(Data begins)

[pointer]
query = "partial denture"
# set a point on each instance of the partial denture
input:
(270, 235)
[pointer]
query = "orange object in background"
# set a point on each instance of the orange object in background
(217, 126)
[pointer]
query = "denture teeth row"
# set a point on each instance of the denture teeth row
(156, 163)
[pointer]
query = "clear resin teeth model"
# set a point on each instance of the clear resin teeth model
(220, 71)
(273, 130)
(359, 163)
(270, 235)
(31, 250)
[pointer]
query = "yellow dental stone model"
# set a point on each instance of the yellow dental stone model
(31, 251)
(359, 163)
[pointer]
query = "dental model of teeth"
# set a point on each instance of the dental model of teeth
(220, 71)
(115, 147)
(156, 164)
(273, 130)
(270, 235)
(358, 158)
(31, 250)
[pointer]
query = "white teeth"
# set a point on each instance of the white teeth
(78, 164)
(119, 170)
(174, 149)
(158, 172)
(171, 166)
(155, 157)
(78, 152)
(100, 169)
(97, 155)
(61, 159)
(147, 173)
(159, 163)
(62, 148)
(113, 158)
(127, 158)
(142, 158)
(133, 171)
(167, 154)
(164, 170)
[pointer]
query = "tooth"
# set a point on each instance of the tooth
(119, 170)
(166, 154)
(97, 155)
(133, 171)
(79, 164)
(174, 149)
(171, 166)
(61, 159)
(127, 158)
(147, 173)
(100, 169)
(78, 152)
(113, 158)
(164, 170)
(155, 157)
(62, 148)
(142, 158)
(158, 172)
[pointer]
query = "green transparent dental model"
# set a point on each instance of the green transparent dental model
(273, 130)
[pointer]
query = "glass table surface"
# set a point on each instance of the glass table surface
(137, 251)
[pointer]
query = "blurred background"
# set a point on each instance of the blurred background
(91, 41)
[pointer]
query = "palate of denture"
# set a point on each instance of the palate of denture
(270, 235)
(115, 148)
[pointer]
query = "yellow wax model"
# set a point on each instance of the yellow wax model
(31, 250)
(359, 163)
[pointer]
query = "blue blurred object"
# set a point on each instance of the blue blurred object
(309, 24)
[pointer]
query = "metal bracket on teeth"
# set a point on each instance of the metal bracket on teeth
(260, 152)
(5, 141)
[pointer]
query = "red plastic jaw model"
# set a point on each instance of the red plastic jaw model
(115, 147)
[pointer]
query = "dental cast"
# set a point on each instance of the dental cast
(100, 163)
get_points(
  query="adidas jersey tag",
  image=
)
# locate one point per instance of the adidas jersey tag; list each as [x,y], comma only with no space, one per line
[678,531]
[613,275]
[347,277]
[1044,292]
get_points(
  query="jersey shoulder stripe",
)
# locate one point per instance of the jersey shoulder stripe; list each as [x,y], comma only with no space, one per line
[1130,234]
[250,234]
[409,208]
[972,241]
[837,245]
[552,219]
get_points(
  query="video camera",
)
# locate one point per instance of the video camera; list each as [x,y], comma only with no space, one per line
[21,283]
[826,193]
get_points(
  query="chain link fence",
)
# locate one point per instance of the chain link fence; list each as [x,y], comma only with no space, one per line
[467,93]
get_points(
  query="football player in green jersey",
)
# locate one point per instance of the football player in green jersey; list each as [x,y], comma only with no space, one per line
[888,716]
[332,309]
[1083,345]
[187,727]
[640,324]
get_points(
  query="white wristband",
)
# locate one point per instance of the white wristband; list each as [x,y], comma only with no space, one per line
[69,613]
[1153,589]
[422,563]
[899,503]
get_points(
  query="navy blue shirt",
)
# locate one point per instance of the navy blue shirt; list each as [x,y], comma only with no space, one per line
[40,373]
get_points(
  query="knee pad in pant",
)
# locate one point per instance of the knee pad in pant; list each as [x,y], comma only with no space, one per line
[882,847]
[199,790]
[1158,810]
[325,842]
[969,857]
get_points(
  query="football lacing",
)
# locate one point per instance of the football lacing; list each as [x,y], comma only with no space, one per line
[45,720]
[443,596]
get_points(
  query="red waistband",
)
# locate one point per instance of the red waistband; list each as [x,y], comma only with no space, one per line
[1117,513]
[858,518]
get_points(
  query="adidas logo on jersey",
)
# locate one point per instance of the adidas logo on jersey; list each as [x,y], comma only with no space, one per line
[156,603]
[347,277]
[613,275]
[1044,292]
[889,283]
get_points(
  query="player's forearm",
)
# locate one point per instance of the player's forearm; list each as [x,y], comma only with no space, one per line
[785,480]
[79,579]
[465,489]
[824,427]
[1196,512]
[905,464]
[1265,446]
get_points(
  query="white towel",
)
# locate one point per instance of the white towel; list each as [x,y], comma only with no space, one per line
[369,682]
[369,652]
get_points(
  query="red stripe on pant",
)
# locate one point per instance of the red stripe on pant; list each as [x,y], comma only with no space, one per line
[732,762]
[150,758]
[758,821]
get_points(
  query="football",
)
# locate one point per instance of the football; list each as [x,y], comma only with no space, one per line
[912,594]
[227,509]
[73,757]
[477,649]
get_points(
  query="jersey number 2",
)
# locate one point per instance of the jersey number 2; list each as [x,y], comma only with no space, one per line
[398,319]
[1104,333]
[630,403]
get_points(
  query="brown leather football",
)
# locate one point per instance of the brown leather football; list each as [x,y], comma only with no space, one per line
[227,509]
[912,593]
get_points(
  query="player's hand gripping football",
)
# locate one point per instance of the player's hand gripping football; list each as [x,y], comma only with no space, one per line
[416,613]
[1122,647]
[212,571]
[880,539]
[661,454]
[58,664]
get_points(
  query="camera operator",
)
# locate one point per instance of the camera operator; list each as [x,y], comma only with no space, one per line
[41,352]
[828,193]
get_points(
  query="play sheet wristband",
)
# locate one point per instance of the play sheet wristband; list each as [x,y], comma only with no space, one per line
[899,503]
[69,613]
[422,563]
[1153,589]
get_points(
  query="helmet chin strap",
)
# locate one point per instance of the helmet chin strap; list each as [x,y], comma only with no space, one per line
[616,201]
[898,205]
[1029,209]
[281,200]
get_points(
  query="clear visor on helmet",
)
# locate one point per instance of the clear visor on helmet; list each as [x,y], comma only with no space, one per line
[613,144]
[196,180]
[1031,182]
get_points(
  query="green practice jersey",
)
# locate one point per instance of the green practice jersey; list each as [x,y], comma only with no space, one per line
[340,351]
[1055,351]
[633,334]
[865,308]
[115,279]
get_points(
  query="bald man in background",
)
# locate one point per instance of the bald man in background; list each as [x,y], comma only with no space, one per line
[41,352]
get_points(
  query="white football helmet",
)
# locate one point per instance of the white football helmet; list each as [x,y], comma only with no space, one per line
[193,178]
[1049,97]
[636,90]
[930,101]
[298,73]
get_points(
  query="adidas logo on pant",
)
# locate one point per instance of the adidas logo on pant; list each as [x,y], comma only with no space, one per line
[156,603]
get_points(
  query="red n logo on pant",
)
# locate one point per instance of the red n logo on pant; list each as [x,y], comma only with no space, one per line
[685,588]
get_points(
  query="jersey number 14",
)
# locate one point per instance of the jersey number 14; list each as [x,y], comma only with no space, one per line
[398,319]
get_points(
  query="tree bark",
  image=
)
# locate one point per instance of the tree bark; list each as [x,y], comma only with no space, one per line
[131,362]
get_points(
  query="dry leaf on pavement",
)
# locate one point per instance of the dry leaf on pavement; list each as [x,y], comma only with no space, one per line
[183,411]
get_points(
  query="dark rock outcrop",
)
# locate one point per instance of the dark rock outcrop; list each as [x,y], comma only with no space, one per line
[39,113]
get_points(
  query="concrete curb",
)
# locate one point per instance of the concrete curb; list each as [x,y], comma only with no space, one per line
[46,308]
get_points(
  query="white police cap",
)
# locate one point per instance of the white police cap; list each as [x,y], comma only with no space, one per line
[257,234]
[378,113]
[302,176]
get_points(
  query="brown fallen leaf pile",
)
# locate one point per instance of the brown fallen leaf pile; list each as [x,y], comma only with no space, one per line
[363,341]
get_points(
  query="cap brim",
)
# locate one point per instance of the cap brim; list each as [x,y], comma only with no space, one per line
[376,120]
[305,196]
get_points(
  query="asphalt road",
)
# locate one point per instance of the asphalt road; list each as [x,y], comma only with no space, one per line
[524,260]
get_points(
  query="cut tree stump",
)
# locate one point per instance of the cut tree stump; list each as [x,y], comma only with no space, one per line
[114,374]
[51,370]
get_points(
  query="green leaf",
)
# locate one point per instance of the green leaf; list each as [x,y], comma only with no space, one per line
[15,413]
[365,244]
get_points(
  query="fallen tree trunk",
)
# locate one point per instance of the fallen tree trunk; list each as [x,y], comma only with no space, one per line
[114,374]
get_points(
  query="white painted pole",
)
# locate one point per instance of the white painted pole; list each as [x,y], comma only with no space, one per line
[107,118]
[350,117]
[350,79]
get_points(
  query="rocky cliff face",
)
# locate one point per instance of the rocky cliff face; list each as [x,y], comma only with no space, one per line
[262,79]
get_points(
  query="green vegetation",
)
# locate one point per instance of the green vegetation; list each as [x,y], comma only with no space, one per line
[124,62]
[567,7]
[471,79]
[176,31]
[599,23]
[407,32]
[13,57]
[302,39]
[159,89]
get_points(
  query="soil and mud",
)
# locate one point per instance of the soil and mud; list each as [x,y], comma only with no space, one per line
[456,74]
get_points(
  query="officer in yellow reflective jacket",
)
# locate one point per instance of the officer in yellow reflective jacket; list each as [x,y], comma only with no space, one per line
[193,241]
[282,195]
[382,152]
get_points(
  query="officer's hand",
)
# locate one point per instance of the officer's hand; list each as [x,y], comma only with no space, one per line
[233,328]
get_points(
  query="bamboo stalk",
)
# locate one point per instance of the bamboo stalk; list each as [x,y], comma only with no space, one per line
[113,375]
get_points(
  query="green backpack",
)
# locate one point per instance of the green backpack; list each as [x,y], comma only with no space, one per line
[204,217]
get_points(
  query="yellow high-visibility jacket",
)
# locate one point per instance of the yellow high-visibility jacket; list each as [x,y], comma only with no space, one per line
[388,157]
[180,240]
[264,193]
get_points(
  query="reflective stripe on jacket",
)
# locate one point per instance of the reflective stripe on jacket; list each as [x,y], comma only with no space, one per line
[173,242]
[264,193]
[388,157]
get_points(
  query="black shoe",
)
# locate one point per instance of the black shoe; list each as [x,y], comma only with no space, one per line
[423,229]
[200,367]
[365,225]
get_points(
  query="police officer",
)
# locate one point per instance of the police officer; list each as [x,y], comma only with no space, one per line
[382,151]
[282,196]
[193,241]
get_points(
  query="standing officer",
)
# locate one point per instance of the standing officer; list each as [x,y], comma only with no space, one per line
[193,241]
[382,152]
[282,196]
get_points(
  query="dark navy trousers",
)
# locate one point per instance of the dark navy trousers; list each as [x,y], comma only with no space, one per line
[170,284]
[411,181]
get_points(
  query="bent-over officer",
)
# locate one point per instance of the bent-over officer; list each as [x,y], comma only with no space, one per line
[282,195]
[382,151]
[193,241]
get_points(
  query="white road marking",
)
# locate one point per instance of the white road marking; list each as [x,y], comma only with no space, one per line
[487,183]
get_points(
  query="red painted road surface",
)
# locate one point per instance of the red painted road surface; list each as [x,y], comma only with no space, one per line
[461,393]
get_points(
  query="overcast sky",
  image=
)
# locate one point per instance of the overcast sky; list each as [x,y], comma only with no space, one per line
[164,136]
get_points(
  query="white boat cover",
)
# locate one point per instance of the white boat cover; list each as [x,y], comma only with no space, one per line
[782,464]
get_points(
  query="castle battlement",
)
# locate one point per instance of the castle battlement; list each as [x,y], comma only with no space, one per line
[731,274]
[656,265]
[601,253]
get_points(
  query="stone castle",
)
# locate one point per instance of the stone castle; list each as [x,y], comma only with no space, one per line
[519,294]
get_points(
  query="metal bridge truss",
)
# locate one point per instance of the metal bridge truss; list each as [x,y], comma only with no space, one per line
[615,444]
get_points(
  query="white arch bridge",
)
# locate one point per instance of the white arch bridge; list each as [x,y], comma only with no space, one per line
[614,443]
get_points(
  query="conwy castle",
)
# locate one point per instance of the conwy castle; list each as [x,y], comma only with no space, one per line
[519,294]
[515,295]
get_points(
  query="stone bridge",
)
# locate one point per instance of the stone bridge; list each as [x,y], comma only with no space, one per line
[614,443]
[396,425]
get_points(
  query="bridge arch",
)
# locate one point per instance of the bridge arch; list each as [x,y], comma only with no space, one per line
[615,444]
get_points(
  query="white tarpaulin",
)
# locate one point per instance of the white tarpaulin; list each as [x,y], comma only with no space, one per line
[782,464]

(Data ends)

● What needs to be done
Copy all lines from the data above that contain the word "partial".

● Response area
query = "partial denture"
# set a point on each instance of the partial denture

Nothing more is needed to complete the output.